Your task — What is needed is the run of lines from the one with "of the rear" through the close of the data, set down exactly.

Extracted entries —
=-=-=-=-=

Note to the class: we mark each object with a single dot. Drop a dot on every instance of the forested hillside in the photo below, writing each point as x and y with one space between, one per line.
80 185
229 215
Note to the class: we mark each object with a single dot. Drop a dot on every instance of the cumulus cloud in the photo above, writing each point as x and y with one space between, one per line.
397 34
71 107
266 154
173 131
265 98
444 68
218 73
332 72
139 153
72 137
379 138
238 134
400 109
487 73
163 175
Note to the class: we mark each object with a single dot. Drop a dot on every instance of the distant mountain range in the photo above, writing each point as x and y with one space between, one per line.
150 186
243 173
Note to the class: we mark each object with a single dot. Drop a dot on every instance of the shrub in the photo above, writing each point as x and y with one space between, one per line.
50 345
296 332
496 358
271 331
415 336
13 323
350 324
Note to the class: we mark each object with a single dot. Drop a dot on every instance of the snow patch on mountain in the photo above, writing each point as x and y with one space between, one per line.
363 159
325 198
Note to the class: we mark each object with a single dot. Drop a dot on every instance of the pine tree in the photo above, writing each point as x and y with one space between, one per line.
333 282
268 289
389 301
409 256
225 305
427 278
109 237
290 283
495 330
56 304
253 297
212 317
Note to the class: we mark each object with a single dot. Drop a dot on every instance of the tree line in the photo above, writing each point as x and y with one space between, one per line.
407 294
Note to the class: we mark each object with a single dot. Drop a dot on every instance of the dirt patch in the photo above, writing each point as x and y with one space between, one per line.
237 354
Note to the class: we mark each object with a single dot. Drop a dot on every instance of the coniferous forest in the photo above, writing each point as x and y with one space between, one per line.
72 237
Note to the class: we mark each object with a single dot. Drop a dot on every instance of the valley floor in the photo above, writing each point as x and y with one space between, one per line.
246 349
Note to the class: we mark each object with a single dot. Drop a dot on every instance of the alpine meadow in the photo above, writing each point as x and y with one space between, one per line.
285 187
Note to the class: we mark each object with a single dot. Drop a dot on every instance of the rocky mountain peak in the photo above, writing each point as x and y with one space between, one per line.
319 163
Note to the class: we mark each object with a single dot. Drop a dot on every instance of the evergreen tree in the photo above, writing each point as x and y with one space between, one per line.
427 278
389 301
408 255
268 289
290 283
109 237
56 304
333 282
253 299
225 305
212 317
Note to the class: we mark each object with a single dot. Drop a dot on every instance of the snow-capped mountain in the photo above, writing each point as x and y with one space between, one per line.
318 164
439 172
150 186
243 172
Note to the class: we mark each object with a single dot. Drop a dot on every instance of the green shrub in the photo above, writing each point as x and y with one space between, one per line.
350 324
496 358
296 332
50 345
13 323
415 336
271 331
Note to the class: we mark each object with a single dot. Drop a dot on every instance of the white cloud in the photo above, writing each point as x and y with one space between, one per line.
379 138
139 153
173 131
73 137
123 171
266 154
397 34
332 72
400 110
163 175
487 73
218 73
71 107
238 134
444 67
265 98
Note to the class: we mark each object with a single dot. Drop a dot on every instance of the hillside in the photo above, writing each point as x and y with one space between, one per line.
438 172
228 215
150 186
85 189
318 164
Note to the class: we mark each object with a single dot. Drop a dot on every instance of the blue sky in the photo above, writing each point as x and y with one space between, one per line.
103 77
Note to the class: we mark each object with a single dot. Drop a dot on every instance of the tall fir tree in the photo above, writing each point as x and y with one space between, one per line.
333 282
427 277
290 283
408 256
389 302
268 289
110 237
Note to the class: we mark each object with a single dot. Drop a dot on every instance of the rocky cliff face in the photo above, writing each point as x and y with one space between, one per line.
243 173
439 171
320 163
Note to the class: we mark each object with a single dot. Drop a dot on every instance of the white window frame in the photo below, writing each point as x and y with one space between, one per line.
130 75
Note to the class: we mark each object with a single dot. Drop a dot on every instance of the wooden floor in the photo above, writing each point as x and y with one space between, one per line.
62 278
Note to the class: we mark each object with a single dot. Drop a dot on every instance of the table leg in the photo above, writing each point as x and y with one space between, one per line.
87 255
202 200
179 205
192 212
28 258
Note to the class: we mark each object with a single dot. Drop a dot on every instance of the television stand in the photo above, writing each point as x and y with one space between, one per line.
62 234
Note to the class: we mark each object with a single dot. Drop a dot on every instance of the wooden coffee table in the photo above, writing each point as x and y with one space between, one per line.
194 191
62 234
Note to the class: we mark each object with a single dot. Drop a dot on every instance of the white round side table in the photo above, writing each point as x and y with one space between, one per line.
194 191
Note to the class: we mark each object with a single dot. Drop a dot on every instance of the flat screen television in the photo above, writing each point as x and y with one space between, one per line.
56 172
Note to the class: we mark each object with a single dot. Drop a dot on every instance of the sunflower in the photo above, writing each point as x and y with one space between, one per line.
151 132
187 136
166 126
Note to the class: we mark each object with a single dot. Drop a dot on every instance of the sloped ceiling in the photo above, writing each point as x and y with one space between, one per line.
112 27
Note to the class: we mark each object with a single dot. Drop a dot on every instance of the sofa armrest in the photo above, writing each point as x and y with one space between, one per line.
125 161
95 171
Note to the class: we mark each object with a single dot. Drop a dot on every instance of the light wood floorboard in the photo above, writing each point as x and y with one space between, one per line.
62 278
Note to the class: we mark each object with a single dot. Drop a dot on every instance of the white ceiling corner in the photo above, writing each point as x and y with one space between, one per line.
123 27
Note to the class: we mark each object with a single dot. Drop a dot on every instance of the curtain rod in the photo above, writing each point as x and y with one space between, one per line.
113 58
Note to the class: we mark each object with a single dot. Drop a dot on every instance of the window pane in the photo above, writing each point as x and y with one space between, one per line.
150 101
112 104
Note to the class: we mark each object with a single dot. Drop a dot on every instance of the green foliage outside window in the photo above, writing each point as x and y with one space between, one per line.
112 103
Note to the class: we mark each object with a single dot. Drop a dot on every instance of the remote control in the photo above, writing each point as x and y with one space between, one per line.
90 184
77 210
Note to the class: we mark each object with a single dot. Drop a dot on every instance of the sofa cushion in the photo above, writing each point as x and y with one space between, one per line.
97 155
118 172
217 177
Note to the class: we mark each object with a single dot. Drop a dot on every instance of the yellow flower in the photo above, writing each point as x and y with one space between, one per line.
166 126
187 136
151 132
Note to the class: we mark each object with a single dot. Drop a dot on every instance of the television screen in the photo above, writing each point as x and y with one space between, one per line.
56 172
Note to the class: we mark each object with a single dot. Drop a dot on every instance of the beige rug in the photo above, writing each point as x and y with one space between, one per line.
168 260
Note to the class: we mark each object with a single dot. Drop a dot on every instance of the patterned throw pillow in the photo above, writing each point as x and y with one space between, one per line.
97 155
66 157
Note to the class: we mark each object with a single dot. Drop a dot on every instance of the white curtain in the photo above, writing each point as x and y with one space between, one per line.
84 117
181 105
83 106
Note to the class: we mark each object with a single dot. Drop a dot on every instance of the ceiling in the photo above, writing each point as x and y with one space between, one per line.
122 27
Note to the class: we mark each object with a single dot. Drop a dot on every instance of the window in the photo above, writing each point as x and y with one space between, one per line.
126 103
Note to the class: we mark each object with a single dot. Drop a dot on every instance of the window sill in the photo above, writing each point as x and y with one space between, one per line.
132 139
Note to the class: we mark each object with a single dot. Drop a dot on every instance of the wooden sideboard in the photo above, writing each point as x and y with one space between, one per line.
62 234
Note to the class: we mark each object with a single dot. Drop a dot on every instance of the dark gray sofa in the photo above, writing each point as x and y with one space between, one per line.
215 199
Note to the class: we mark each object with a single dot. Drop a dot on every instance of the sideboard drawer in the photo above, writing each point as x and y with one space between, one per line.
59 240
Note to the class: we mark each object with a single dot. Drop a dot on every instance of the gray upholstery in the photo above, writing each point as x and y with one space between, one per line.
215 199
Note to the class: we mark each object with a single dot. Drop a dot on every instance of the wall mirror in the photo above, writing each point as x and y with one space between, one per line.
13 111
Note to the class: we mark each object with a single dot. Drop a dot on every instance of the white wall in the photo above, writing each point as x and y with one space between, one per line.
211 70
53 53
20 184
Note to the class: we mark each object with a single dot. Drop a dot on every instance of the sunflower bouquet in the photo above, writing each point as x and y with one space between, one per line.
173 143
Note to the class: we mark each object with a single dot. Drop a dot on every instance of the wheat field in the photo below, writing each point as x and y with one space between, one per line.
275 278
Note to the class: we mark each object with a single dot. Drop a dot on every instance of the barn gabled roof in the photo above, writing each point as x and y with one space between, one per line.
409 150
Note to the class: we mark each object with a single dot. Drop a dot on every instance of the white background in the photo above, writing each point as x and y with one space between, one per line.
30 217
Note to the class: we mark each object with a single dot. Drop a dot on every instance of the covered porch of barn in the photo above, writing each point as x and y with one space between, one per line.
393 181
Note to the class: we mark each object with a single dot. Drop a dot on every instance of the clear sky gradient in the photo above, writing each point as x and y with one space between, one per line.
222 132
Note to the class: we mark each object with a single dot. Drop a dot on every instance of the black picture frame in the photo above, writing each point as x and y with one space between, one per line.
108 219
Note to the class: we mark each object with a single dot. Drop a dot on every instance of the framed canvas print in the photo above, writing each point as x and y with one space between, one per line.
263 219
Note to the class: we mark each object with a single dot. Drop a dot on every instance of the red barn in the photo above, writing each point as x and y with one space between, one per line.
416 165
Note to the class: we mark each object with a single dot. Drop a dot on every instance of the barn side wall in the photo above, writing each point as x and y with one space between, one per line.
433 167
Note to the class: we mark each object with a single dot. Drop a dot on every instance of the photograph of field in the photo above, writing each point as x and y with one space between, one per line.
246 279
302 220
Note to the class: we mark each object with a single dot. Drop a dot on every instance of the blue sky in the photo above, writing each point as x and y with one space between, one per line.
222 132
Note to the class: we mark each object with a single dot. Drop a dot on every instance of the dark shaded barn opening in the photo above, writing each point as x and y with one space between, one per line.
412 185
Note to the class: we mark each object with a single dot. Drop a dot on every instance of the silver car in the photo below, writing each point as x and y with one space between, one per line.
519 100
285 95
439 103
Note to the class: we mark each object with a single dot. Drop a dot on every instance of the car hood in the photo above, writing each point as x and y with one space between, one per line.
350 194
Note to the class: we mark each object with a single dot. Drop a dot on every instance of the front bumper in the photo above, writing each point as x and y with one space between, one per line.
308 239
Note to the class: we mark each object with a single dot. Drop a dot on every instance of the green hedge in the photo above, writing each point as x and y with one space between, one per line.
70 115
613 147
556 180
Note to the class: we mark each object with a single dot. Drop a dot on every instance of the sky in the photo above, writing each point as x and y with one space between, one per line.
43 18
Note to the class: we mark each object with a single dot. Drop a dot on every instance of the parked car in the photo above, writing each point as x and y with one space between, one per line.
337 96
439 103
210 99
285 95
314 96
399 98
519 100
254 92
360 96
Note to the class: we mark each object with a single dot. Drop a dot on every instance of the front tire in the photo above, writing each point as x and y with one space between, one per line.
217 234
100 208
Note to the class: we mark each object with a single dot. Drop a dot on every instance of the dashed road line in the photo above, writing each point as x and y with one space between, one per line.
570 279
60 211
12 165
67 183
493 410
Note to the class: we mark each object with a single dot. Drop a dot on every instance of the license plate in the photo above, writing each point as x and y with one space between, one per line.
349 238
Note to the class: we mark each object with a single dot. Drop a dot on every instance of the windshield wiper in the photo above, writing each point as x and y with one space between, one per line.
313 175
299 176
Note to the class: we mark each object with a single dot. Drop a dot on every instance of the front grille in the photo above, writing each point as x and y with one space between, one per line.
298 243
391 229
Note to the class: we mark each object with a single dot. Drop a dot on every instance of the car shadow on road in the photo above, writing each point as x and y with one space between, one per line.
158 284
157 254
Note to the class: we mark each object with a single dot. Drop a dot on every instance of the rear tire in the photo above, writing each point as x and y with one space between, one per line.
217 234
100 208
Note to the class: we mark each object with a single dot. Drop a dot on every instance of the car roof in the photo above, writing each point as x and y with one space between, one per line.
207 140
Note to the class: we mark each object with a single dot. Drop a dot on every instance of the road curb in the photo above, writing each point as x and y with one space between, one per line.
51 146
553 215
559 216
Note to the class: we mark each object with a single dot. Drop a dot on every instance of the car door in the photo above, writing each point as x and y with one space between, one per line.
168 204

=-=-=-=-=

Response below —
Note to the class: we mark each object with a single dot. Drop a dot on every instance of the rear tire in the photo above, writing each point as x and y with one space between, one per line.
217 234
100 208
Note to the class: we mark each object with a single dot. Drop a dot on every instance of the car roof in the photo above, writing each point as x and y with one space between, one per line.
207 140
Note to the class: we mark each object with a single dot. Drop a dot on every instance of the road curb in the photo above, writing each point as x and y with one space between, one per line.
51 146
553 215
559 216
Note to the class: we mark each object with a single dot. Drop a dot on every instance of the car door in the photo above, writing each point as x and y with one space between, one per line.
168 204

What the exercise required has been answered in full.